ACTIVITY
An exact transcription is needed, starting at the line containing "Target: red flip-flop sandal" and running through the last line of the records, with every picture left out.

*** DATA FOR THIS TASK

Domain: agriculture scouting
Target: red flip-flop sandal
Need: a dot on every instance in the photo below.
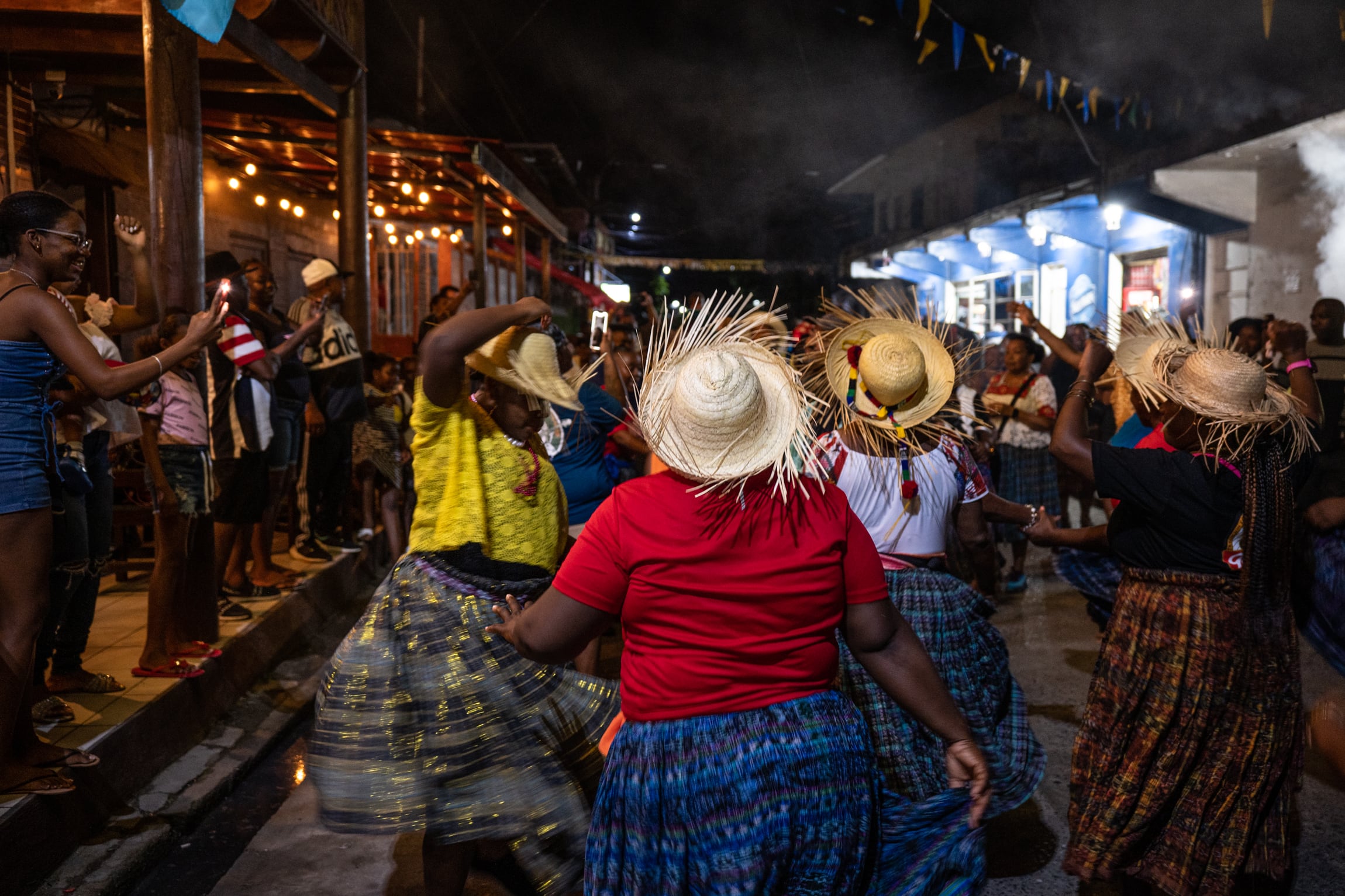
(175, 669)
(199, 651)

******

RESPONSE BELOW
Target: red flip-flop sandal
Need: a dot on every instance in the photo below.
(175, 669)
(199, 651)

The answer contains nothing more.